* [ACTION ITEM]:
Start to finish, write out the entries exactly, leaving the pictures aside.

*** Block opens ***

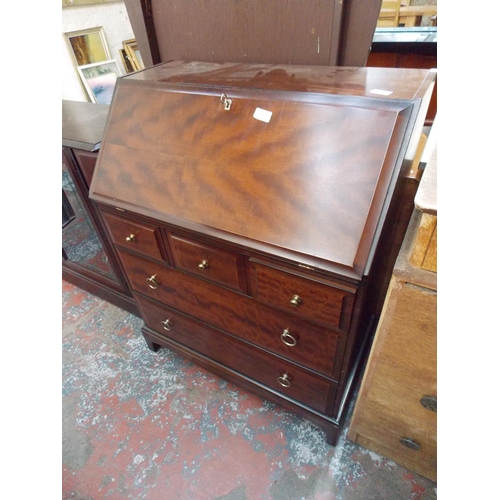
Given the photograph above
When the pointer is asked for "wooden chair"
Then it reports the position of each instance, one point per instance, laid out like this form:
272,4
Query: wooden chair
389,14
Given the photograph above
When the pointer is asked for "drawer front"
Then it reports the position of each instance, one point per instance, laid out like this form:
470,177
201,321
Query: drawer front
303,297
387,428
211,263
310,346
252,362
137,236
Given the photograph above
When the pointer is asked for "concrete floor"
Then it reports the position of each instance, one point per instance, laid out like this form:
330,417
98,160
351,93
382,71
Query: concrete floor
144,425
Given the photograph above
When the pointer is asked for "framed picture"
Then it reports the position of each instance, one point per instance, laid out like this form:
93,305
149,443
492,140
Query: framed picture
132,50
99,80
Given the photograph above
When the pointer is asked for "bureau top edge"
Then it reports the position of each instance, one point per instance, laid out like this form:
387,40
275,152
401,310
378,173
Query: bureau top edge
387,83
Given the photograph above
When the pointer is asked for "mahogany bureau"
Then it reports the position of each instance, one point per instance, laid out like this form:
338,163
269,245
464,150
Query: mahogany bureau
255,210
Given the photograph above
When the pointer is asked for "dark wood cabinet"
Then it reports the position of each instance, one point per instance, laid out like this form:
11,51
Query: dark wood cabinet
89,259
255,211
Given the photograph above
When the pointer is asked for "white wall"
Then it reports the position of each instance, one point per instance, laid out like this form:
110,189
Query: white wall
114,20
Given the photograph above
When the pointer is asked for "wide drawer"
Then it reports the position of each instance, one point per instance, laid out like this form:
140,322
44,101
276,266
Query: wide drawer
137,236
209,262
238,314
250,361
305,297
402,438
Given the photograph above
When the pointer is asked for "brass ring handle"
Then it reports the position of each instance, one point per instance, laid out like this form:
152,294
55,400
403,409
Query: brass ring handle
152,283
288,339
284,380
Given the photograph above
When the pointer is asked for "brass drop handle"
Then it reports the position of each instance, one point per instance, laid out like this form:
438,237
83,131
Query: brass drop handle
284,380
152,283
288,338
429,403
409,442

*** Block closes ***

* [TASK SOLUTION]:
Given the photograph above
When the pointer is asked for "wooden chair"
Then it reports the position of each instance, one point per instance, laid out like this form:
272,4
Query: wooden chair
389,14
Given the photograph above
When the pointer is asked for "drawer front"
Then it reports the position of each instance, one point per instance, laid out like this form:
470,177
201,321
Query: drawer front
303,297
387,428
211,263
310,346
252,362
137,236
Given the photograph above
When the pointer is asked for "concrete floor"
Then it reports the position of each instance, one point per instance, laid out like this form:
330,417
98,160
351,93
382,71
Query: concrete floor
144,425
Given the photograph above
When the pointer is asked for "framed picture"
Then it reports the position of each instance, one point per instance, laid out like this form:
93,305
149,443
492,140
Query: framed picture
132,50
99,80
Given the photograph above
When the pointer is asked for "bureau top edge"
Then it reports the position of each instance, one point per instance, laid out like this form:
387,40
275,152
401,310
378,173
Query: bureau top edge
387,83
Given the photograph above
When the pointer is asked for "mahogany bureau"
Then it reports the position of each instance, one point per instance, laid out like this form:
338,163
269,245
464,150
Query: mahogany bureau
255,210
Given the photograph above
When the pointer is asked for "dark wood cabinet"
Then it reports the position of each instance, one point per instance, laid out like this form:
11,51
Query: dark wood cabinet
89,259
255,211
Given the photograph above
When the pointer is asked for "white wall"
Then it reports the position of each instance, one point per instance, laid out like this form:
110,189
Query: white wall
114,20
Given the photograph above
When the pointer is asked for "wide drawer"
Then it reports the position of each instance, one point per instance, laid out like this form:
140,322
44,101
276,266
Query: wide drawer
137,236
209,262
238,314
250,361
305,297
402,438
Given the photograph above
When the pointer is asked for "brass ring handle"
Then it reports the position of each instance, one point per instance, laid out like this form:
152,294
55,400
403,409
Query: brass ring handle
152,283
288,339
284,380
Given the photograph above
When the pointer is asked for "brass drop handle"
Then it reports the position of each instance, one point per instance, laid out like this form:
438,237
83,131
Query: brass drop handle
284,380
152,283
288,338
429,403
409,442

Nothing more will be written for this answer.